━━━━━ DOCUMENT TEXT

Because many IT organizations have no real way of knowing how well the cooling systems in their data center are actually working, there is a tendency to compensate by acquiring more data center capacity than necessary. In fact, Cliff Federspiel, president and CTO of Vigilent, an efficiency tooling vendor, said that as much as 40 percent of data center capacity is wasted because IT organizations are too conservative when assessing capabilities of their existing cooling systems.
At the Data Center World conference this month in National Harbor, Maryland, Federspiel will present on using wireless sensors to identify areas where additional data center capacity can be brought online without exceeding the cooling capacity of the existing facility.
“When it comes to the data center, the big four issues are network, space, power, and cooling,” said Federspiel. “The issue that many organizations get hung up on is cooling.”

━━━━━━━━━━
━━━━━ DATA BLOCK

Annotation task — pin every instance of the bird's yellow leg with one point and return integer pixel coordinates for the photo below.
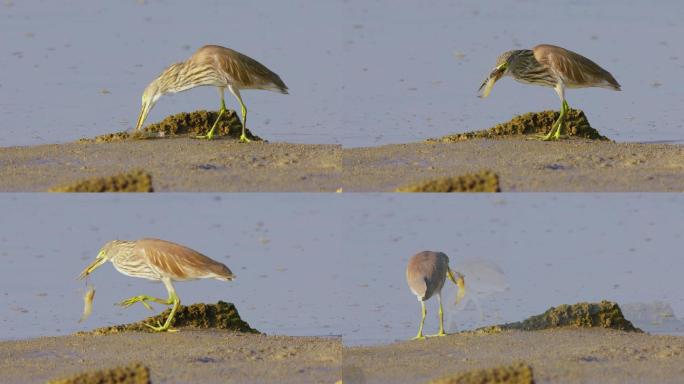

━━━━━━━━━━

GIVEN PROBLEM 1
Answer these from the data center cooling article:
(a) According to Federspiel, how much data center capacity may be wasted?
(b) Where is the Data Center World conference being held?
(c) Of the four issues Federspiel lists, which one does he say many organizations get hung up on?
GIVEN PROBLEM 2
Extend the data center cooling article, picking up after its final sentence.

WRITTEN RESPONSE 1
(a) As much as 40 percent.
(b) National Harbor, Maryland.
(c) Cooling.

WRITTEN RESPONSE 2
In addition to saving money, most IT organizations are trying to move more compute capacity to the edges of their networks. The end result is a significant shift in terms of how systems are distributed around the data center, which in turn can change the thermodynamics of the entire facility. As a result, Federspiel said, more IT organizations need to make sure they understand how the cooling systems are actually working.
While cooling systems may not always get the same level of attention that power tends to get inside the data center, implementing an analytics application can pay for itself in one to two years. Add to that the amount of time it takes to bring on additional data center capacity and suddenly understanding the airflow throughout a data center facility quickly becomes the difference between putting a hole in the capital budget versus maximizing the value of existing IT investments.
For more information, sign up for Data Center World National Harbor, which will convene in National Harbor, Maryland, on September 20-23, 2015, and attend Cliff’s session titled “Eliminating Cooling Capacity Roadblocks to IT Expansion”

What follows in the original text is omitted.